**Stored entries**
☆ ☆ ☆

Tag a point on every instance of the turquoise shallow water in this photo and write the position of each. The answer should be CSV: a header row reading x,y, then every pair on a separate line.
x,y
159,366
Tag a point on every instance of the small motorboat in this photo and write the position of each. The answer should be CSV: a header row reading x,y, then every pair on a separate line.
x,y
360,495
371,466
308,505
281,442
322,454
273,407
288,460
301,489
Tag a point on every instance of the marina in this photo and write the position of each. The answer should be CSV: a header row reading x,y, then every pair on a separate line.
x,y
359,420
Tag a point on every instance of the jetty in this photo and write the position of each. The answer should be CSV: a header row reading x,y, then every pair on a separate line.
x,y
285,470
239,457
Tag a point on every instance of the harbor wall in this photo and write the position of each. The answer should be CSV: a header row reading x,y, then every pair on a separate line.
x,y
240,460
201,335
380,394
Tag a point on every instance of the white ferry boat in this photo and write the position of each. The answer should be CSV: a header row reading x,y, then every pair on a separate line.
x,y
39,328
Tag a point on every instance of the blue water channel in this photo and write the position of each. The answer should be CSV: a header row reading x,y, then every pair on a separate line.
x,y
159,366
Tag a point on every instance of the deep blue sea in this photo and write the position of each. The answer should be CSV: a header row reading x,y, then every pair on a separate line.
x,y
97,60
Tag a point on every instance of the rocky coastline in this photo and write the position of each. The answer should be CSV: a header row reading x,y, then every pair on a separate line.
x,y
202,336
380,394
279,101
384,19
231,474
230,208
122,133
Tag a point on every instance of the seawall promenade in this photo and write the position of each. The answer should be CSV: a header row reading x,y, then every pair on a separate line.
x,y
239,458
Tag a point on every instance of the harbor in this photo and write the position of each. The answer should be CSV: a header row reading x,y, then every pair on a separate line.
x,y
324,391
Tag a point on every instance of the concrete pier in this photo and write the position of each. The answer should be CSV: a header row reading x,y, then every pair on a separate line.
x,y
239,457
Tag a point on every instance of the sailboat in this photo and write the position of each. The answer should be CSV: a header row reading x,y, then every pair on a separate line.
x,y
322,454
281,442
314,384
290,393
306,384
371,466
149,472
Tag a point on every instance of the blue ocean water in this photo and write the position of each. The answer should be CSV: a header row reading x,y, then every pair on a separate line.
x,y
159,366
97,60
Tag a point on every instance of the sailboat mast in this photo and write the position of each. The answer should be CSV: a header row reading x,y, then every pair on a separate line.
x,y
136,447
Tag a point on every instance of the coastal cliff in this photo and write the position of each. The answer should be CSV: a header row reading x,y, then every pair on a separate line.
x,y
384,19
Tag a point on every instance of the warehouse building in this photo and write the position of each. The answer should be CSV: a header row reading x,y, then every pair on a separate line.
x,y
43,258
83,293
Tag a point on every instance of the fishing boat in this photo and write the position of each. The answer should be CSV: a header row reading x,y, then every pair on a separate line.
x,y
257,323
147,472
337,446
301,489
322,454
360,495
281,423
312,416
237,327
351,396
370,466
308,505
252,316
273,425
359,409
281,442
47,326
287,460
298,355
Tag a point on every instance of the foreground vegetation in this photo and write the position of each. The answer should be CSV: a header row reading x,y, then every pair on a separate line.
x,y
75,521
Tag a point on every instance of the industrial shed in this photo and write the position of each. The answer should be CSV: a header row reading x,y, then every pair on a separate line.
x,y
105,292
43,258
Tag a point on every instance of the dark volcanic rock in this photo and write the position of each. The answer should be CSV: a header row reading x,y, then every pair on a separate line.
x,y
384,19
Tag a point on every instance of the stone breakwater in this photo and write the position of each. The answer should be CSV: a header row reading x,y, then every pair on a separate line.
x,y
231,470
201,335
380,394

☆ ☆ ☆

**AIM OF THE TASK**
Reproduce each line above exactly.

**EXPECTED ANSWER**
Tag a point on every instance of the turquoise shallow water in this photo and write the position of each. The answer should be CSV: a header row reading x,y, then every pair on a separate line.
x,y
159,366
Tag a point on every instance of the small motorboat in this photo and write the position of each. The answer should be CSV: a header row reading x,y, then every pair on a separate line.
x,y
360,495
371,466
308,505
281,442
322,454
273,407
288,460
301,489
Tag a point on every instance of the marina in this photo and write the position of each. The answer should be CSV: a header row reading x,y, then every pair on a separate line.
x,y
359,420
Tag a point on every instance of the jetty in this photo and write the position of each. The answer should be CSV: a header row reading x,y, then every pair on a separate line.
x,y
285,470
239,457
Tag a point on every instance of the harbor wall in this photo and write the position of each. The answer should be CSV: a header row reading x,y, then every pair on a separate line.
x,y
240,460
201,335
380,394
Tag a point on every instance of the white ferry boat in this photo and write the position of each. The answer should be CSV: a header row reading x,y, then every pair on a separate line.
x,y
39,328
Tag a point on every instance of the blue water channel in this photo and write the position of each. The answer should be CSV: a header row reading x,y, then every pair on a separate line.
x,y
159,366
Tag a point on every instance of the deep blue sea in this photo and write the position of each. The answer should be CSV: a header row reading x,y, then every pair on a separate line.
x,y
97,60
Tag a point on every instance of the rocky coastline in this photo and write the position of each. The answer should be CSV: a header row reading x,y, then every pair on a separate line.
x,y
202,336
380,394
279,101
384,19
231,474
230,208
122,133
Tag a point on every instance of the seawall promenade in this photo and write the position of each. The answer should be CSV: a header row reading x,y, then every pair on a separate line.
x,y
239,458
Tag a point on every instance of the harbor in this photo and write the position of each. The answer should be CSV: a header row reading x,y, then every pair on a separate line.
x,y
324,391
Tag a point on every instance of the concrete pier in this photo and write the position of each. The answer should be CSV: a header row reading x,y, then every pair on a separate line.
x,y
239,457
Tag a point on every instance of the sailboat in this photo and write the position of each. The answer should be CSV: a header row reading x,y, then every pair on a separate line.
x,y
322,454
281,442
314,384
290,393
306,384
371,466
149,472
Tag a point on every instance of the blue ocean water in this photo and write the position of each. The answer should be CSV: a header row reading x,y, then every pair on a separate line.
x,y
159,366
97,60
Tag a point on every instance of the sailboat mast in this photo and write the position of each. The answer should be CSV: a header row reading x,y, then every pair on a separate line.
x,y
136,447
Tag a point on every instance of the coastal cliff in this photo and write the position of each. The answer should be CSV: a header row reading x,y, then every pair on a separate line.
x,y
384,19
Tag a point on every instance of the warehouse building in this photo and write the position of each. The answer should be CSV: a header row reading x,y, then every pair on a separate line.
x,y
43,258
83,293
Tag a point on every instance of the fishing boat in this photo and write the position of each. The answer should be CSV: a header row reading x,y, then every pair on a separate line.
x,y
257,323
147,472
337,446
301,489
322,454
360,495
281,423
312,416
237,327
351,396
370,466
308,505
252,316
273,425
359,409
281,442
47,326
287,460
298,355
Tag a point on every instance of the foreground vegetation in this photo and write the position of each. The answer should be CSV: a header row reading x,y, then every pair on a separate line.
x,y
75,521
Tag a point on every instance of the industrial shed in this photo and write the position of each. The answer should be CSV: a header row reading x,y, then every pair on a separate line.
x,y
105,292
43,258
Tag a point on every instance of the dark volcanic rock in this photo and write the position of each. The answer should be CSV: a header row reading x,y, then every pair on a separate line.
x,y
384,19
Tag a point on every instance of the stone breakwater in this photo and write the position of each. The answer should be CSV: a header row reading x,y, then every pair on a separate line.
x,y
231,470
201,335
380,394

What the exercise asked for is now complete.